▶ EXERCISE MATERIAL
— Begin —

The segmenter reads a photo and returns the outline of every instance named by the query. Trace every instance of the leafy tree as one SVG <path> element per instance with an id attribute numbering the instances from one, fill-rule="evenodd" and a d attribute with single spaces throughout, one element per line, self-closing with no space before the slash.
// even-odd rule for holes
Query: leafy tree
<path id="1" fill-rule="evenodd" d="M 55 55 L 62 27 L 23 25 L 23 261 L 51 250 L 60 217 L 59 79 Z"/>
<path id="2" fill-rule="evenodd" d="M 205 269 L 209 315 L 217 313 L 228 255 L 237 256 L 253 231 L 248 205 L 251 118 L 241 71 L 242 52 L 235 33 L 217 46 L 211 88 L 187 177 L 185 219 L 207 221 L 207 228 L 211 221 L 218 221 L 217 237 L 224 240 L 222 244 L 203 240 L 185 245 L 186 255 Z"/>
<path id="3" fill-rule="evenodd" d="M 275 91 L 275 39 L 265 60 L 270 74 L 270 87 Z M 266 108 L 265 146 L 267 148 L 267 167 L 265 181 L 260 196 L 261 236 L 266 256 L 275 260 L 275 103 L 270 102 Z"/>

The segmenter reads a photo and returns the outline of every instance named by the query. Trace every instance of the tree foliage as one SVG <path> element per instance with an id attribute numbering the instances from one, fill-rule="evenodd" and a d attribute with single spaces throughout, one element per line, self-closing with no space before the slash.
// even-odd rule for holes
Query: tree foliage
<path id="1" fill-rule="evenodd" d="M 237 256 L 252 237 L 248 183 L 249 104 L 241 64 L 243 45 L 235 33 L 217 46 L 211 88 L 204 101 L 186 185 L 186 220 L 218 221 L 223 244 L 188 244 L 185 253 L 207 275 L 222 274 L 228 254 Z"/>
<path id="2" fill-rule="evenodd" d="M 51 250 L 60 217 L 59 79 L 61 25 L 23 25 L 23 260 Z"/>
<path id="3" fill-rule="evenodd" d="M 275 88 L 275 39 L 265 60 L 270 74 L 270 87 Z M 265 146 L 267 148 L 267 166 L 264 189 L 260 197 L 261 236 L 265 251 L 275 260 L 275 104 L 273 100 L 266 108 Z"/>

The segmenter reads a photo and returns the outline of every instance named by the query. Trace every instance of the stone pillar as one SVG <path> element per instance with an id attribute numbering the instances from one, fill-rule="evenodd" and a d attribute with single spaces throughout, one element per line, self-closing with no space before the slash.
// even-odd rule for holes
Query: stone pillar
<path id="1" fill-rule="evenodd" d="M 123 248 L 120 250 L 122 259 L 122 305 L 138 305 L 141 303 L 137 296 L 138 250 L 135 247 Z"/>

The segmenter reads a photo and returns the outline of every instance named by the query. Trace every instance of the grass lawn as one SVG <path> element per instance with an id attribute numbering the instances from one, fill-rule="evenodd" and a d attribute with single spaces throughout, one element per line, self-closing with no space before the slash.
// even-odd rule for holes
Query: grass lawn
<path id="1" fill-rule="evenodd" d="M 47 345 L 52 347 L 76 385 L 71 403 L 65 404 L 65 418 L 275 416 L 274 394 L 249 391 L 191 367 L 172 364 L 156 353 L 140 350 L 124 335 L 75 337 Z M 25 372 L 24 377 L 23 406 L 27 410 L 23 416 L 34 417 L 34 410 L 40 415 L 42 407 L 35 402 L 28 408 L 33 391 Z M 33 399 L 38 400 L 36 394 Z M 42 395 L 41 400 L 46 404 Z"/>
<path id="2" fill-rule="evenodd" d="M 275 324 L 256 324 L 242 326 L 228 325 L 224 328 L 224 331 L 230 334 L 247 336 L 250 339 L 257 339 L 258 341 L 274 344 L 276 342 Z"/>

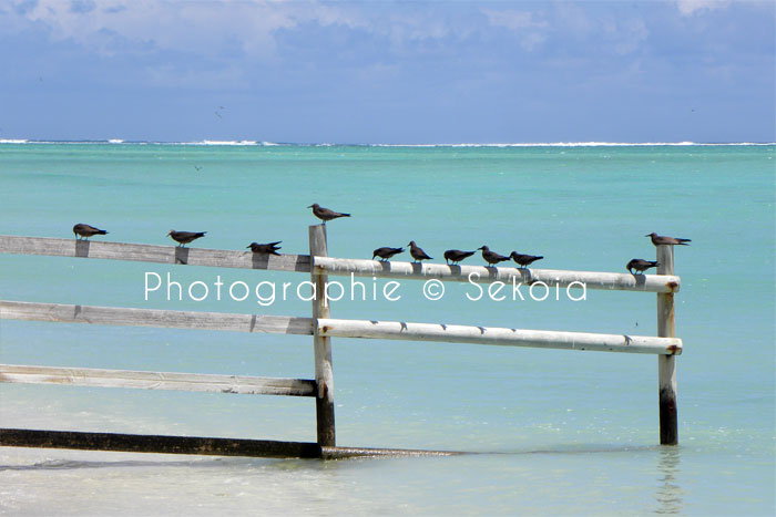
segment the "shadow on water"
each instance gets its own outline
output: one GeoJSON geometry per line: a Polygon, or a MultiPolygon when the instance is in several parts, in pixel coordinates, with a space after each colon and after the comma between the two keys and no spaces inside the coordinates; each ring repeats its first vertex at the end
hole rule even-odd
{"type": "Polygon", "coordinates": [[[657,456],[657,489],[655,514],[681,514],[684,507],[682,495],[684,490],[677,483],[680,474],[680,448],[661,447],[657,456]]]}

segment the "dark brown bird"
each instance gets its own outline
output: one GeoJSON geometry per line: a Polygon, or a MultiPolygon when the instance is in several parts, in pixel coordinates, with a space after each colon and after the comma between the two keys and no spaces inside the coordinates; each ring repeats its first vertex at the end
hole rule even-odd
{"type": "Polygon", "coordinates": [[[445,260],[449,265],[450,262],[457,263],[460,262],[461,260],[471,257],[474,255],[477,250],[474,251],[461,251],[460,249],[448,249],[445,251],[445,260]]]}
{"type": "Polygon", "coordinates": [[[635,275],[633,272],[634,269],[636,271],[641,271],[641,273],[644,275],[644,271],[646,271],[650,268],[656,268],[657,266],[660,266],[660,263],[655,262],[654,260],[632,259],[625,265],[625,269],[627,269],[627,271],[631,275],[635,275]]]}
{"type": "Polygon", "coordinates": [[[79,236],[88,239],[93,235],[105,235],[108,231],[101,230],[100,228],[94,228],[91,225],[84,225],[83,223],[79,223],[78,225],[73,226],[73,234],[75,235],[75,238],[78,239],[79,236]]]}
{"type": "Polygon", "coordinates": [[[405,248],[377,248],[375,251],[372,251],[371,259],[375,260],[375,257],[380,257],[380,260],[388,260],[392,256],[398,255],[404,250],[405,248]]]}
{"type": "Polygon", "coordinates": [[[657,235],[654,231],[652,234],[645,235],[644,237],[651,237],[652,244],[655,246],[660,246],[660,245],[690,246],[686,242],[692,242],[691,239],[678,239],[676,237],[666,237],[664,235],[657,235]]]}
{"type": "Polygon", "coordinates": [[[178,246],[187,245],[192,240],[198,239],[200,237],[204,237],[207,231],[175,231],[175,230],[170,230],[170,234],[167,234],[170,237],[172,237],[173,240],[178,242],[178,246]]]}
{"type": "Polygon", "coordinates": [[[423,251],[418,245],[415,244],[415,240],[409,241],[409,255],[412,256],[416,262],[420,260],[431,260],[432,257],[429,257],[426,255],[426,251],[423,251]]]}
{"type": "Polygon", "coordinates": [[[509,260],[509,257],[504,257],[503,255],[499,255],[496,251],[491,251],[490,248],[487,246],[482,246],[481,248],[477,248],[482,250],[482,258],[488,262],[489,266],[493,266],[494,263],[503,262],[504,260],[509,260]]]}
{"type": "Polygon", "coordinates": [[[511,254],[509,254],[509,256],[512,258],[512,260],[518,262],[523,268],[530,266],[531,262],[535,262],[537,260],[541,260],[544,258],[543,256],[537,255],[522,255],[517,251],[512,251],[511,254]]]}
{"type": "Polygon", "coordinates": [[[251,251],[254,254],[264,254],[264,255],[280,255],[277,252],[278,249],[280,249],[279,245],[283,242],[282,240],[278,240],[276,242],[267,242],[265,245],[259,245],[258,242],[251,242],[246,248],[251,248],[251,251]]]}
{"type": "Polygon", "coordinates": [[[337,217],[350,217],[350,214],[343,214],[339,211],[329,210],[328,208],[321,207],[317,203],[314,203],[307,208],[313,208],[313,214],[315,215],[315,217],[323,220],[324,225],[327,220],[336,219],[337,217]]]}

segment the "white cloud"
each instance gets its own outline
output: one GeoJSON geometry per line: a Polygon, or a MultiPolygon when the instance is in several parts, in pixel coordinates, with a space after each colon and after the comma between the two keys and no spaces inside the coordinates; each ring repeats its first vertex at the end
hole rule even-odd
{"type": "Polygon", "coordinates": [[[73,40],[103,54],[111,53],[110,37],[119,35],[145,46],[203,55],[238,44],[254,58],[270,59],[278,30],[310,21],[360,23],[336,6],[315,1],[39,0],[32,7],[25,4],[17,9],[23,22],[42,23],[54,41],[73,40]]]}
{"type": "Polygon", "coordinates": [[[676,0],[676,8],[683,15],[688,17],[696,12],[722,9],[729,3],[731,0],[676,0]]]}
{"type": "Polygon", "coordinates": [[[520,37],[520,46],[531,51],[547,40],[549,23],[537,18],[535,13],[513,9],[482,9],[491,27],[503,27],[520,37]]]}

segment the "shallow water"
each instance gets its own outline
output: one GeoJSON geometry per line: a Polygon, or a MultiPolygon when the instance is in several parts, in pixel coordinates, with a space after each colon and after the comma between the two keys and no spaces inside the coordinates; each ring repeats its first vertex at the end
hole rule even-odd
{"type": "MultiPolygon", "coordinates": [[[[649,355],[335,339],[339,445],[478,454],[321,463],[6,447],[0,511],[772,515],[775,151],[2,144],[6,235],[71,238],[83,221],[109,229],[103,240],[167,245],[175,228],[207,230],[194,247],[283,240],[306,254],[317,201],[354,214],[327,225],[338,257],[413,239],[438,258],[487,244],[543,255],[540,268],[622,271],[654,256],[650,231],[693,242],[675,257],[677,447],[657,445],[649,355]]],[[[145,272],[252,287],[305,280],[294,273],[9,255],[0,268],[6,300],[309,314],[295,297],[144,299],[145,272]]],[[[333,314],[655,334],[654,294],[474,302],[472,286],[447,287],[430,301],[404,282],[399,301],[346,299],[333,314]]],[[[11,364],[305,379],[312,355],[304,337],[0,320],[11,364]]],[[[0,397],[4,427],[315,440],[314,404],[294,397],[16,384],[0,397]]]]}

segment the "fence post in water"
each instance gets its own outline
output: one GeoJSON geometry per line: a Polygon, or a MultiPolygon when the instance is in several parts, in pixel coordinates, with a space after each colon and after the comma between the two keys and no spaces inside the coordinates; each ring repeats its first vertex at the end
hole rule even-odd
{"type": "Polygon", "coordinates": [[[320,335],[318,331],[318,318],[329,318],[329,307],[326,300],[327,275],[316,275],[314,257],[328,256],[326,244],[326,226],[315,225],[309,227],[310,242],[310,280],[315,286],[313,298],[313,347],[315,349],[315,412],[318,426],[318,445],[321,447],[335,446],[334,433],[334,371],[331,369],[331,338],[320,335]]]}
{"type": "MultiPolygon", "coordinates": [[[[657,246],[657,275],[674,273],[674,247],[657,246]]],[[[674,293],[657,293],[657,335],[675,338],[674,293]]],[[[676,358],[657,356],[657,380],[660,385],[660,443],[676,445],[678,443],[678,424],[676,418],[676,358]]]]}

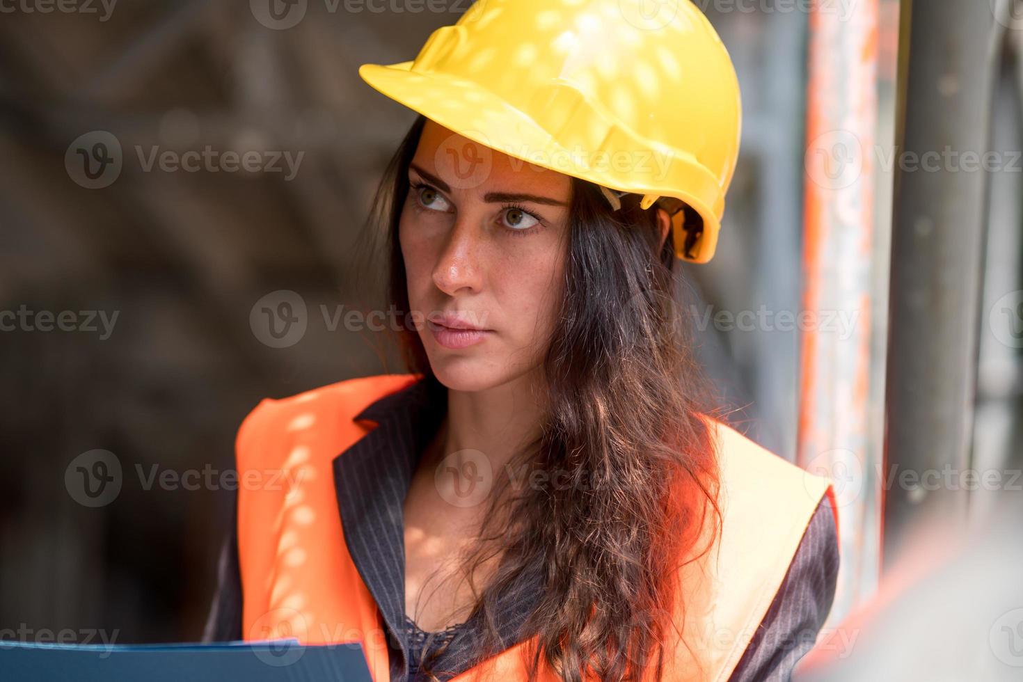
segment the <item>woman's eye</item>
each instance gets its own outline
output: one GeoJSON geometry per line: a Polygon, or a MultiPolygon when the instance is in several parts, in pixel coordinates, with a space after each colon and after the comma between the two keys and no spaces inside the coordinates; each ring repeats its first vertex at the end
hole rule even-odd
{"type": "Polygon", "coordinates": [[[504,226],[513,230],[528,230],[540,222],[522,209],[505,209],[502,215],[504,226]]]}
{"type": "Polygon", "coordinates": [[[433,187],[420,187],[416,190],[419,203],[431,211],[446,212],[449,207],[447,199],[433,187]]]}

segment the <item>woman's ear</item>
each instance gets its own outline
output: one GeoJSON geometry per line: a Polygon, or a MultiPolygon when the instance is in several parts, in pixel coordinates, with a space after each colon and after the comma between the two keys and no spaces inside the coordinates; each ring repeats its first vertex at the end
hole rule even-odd
{"type": "Polygon", "coordinates": [[[664,209],[657,210],[657,224],[661,228],[661,247],[664,247],[664,240],[668,238],[668,230],[671,229],[671,216],[664,209]]]}

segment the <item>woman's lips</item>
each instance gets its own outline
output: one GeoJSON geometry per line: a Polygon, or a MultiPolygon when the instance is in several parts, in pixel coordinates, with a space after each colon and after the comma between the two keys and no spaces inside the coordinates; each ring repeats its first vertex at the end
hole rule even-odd
{"type": "Polygon", "coordinates": [[[469,346],[474,346],[483,342],[488,334],[492,333],[490,329],[459,329],[455,327],[448,327],[433,320],[427,320],[427,326],[430,328],[431,333],[434,334],[434,338],[437,343],[444,348],[459,349],[466,348],[469,346]]]}

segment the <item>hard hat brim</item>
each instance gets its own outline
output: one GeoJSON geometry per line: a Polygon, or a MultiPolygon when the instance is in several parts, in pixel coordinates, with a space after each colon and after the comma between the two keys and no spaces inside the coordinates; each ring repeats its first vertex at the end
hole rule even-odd
{"type": "MultiPolygon", "coordinates": [[[[587,180],[597,185],[625,192],[676,196],[697,211],[703,219],[703,233],[688,254],[683,253],[686,232],[682,227],[682,212],[672,217],[676,256],[693,263],[710,261],[717,244],[720,221],[715,211],[700,198],[720,191],[708,185],[708,174],[694,162],[692,183],[703,186],[697,193],[686,193],[671,186],[651,186],[650,183],[629,184],[628,177],[614,183],[597,171],[582,166],[557,163],[554,160],[572,158],[570,150],[523,111],[489,92],[477,83],[436,73],[418,73],[412,70],[413,61],[395,64],[362,64],[359,76],[376,91],[421,113],[426,118],[491,149],[529,164],[558,173],[587,180]]],[[[677,178],[674,187],[686,186],[677,178]]],[[[716,181],[713,181],[716,186],[716,181]]],[[[719,212],[723,212],[723,195],[718,198],[719,212]]],[[[718,207],[714,207],[718,208],[718,207]]]]}

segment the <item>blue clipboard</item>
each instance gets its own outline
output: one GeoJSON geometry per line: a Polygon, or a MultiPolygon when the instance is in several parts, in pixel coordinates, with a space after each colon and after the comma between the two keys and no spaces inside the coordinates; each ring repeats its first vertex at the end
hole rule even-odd
{"type": "Polygon", "coordinates": [[[213,644],[39,644],[0,640],[4,682],[372,682],[362,645],[297,639],[213,644]]]}

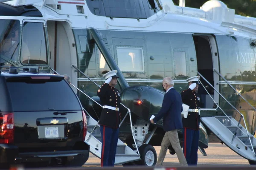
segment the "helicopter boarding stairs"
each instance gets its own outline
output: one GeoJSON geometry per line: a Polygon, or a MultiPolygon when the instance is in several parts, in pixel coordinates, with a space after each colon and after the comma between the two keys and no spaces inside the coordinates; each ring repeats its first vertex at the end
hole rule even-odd
{"type": "MultiPolygon", "coordinates": [[[[220,76],[236,92],[249,104],[254,110],[256,109],[253,107],[231,85],[216,69],[213,71],[220,76]]],[[[208,84],[217,92],[240,115],[240,119],[238,122],[231,116],[227,115],[221,109],[217,102],[214,101],[204,85],[203,87],[207,91],[209,96],[213,100],[224,116],[218,116],[211,117],[203,117],[201,121],[207,126],[222,142],[234,152],[244,158],[248,159],[251,164],[256,164],[256,139],[248,131],[243,115],[235,108],[229,101],[217,91],[212,85],[199,73],[198,74],[204,79],[208,84]],[[244,127],[241,125],[241,121],[243,122],[244,127]]],[[[200,83],[201,82],[199,80],[200,83]]],[[[207,110],[207,109],[206,109],[207,110]]]]}
{"type": "MultiPolygon", "coordinates": [[[[91,80],[76,66],[73,65],[72,66],[78,71],[79,71],[82,74],[83,74],[95,85],[97,85],[99,88],[100,87],[100,86],[97,85],[93,80],[91,80]]],[[[54,70],[52,69],[52,68],[51,68],[51,70],[54,71],[55,74],[59,75],[59,74],[54,70]]],[[[80,89],[77,88],[72,84],[71,84],[71,85],[74,87],[74,88],[76,88],[77,90],[81,92],[81,93],[86,95],[90,100],[96,102],[97,104],[99,105],[102,107],[99,103],[95,101],[92,98],[90,97],[89,96],[88,96],[80,89]]],[[[134,147],[136,148],[136,150],[134,150],[119,139],[117,142],[117,147],[116,148],[116,154],[115,164],[125,164],[128,162],[139,161],[141,160],[140,155],[138,149],[139,146],[138,146],[137,144],[137,141],[136,141],[137,140],[136,140],[135,139],[136,138],[134,136],[134,129],[135,127],[132,126],[132,123],[131,122],[131,111],[130,109],[129,109],[128,108],[126,108],[122,104],[121,104],[121,105],[125,108],[126,108],[128,111],[125,116],[124,116],[122,121],[121,122],[120,126],[122,125],[127,116],[129,115],[130,116],[130,120],[131,125],[131,134],[134,141],[134,147]]],[[[83,109],[84,111],[86,113],[87,115],[86,118],[87,120],[87,132],[85,137],[85,141],[87,143],[88,143],[90,144],[90,152],[96,157],[100,159],[101,157],[102,143],[101,133],[99,129],[100,125],[98,124],[98,122],[90,116],[89,113],[88,113],[85,109],[84,108],[83,109]]],[[[148,161],[150,160],[149,160],[148,161]]]]}

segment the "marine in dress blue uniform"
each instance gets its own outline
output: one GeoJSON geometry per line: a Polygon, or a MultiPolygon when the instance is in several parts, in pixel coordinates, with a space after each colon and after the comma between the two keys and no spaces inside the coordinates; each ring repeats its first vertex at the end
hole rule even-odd
{"type": "Polygon", "coordinates": [[[113,70],[104,74],[105,83],[97,92],[103,107],[99,124],[102,139],[101,165],[114,166],[118,140],[121,100],[116,85],[117,71],[113,70]]]}
{"type": "Polygon", "coordinates": [[[200,123],[200,98],[197,93],[199,76],[188,79],[189,88],[180,94],[182,102],[189,106],[187,117],[182,118],[183,125],[183,153],[188,164],[197,165],[200,123]]]}

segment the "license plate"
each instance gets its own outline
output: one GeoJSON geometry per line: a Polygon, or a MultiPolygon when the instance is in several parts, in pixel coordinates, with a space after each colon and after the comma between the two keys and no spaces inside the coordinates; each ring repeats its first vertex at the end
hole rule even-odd
{"type": "Polygon", "coordinates": [[[44,128],[46,138],[58,138],[58,127],[48,127],[44,128]]]}

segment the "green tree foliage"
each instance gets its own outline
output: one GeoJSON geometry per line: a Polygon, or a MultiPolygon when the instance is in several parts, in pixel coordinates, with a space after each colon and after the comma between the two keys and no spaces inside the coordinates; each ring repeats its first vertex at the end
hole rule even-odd
{"type": "MultiPolygon", "coordinates": [[[[173,0],[179,5],[179,0],[173,0]]],[[[186,6],[200,8],[208,0],[186,0],[186,6]]],[[[256,17],[256,0],[222,0],[228,8],[236,10],[236,14],[256,17]]]]}

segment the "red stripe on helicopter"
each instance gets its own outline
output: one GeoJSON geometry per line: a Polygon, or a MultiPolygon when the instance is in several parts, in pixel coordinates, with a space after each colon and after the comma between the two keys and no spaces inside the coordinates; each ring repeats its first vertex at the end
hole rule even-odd
{"type": "Polygon", "coordinates": [[[84,5],[84,3],[76,3],[73,2],[64,2],[64,1],[58,1],[58,3],[68,3],[70,4],[81,4],[84,5]]]}

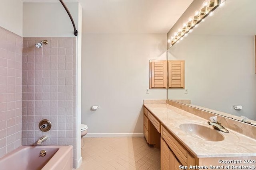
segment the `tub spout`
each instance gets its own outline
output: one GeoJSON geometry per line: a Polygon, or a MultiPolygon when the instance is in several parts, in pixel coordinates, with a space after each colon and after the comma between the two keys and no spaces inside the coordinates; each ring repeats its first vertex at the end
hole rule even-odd
{"type": "Polygon", "coordinates": [[[47,136],[43,136],[42,137],[40,138],[38,141],[37,141],[37,145],[41,144],[43,142],[47,140],[48,137],[47,136]]]}

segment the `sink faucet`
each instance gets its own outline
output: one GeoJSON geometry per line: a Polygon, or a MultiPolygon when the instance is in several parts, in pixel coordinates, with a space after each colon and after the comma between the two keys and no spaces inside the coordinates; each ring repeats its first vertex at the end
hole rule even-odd
{"type": "Polygon", "coordinates": [[[43,142],[45,141],[48,139],[47,136],[43,136],[40,139],[37,141],[37,145],[41,144],[43,142]]]}
{"type": "Polygon", "coordinates": [[[217,121],[217,116],[212,116],[210,118],[210,119],[211,120],[211,121],[208,121],[207,123],[210,125],[212,125],[214,129],[221,131],[222,132],[225,132],[225,133],[229,132],[225,127],[220,125],[220,123],[218,122],[217,121]]]}

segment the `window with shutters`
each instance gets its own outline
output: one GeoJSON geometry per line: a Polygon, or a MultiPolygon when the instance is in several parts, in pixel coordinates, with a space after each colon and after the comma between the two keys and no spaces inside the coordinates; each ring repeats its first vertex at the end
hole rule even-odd
{"type": "Polygon", "coordinates": [[[149,61],[150,88],[167,88],[167,67],[166,60],[149,61]]]}
{"type": "Polygon", "coordinates": [[[168,88],[184,88],[184,63],[183,60],[168,61],[168,88]]]}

— End —

▶ PROBLEM DETAILS
Reproduce the lines above verbatim, from the first line through the line containing "25 L 23 261".

▶ ANSWER
The segmenter reads a photo and returns the outline of every instance named by the query. Trace every instance of the leafy tree as one SVG <path> element per instance with an id attribute numbering the instances from one, fill-rule="evenodd" and a d attribute with single spaces throughout, one element per line, self-closing with no space before the slash.
// even-odd rule for holes
Query: leafy tree
<path id="1" fill-rule="evenodd" d="M 55 55 L 62 27 L 23 25 L 23 261 L 51 250 L 60 217 L 59 79 Z"/>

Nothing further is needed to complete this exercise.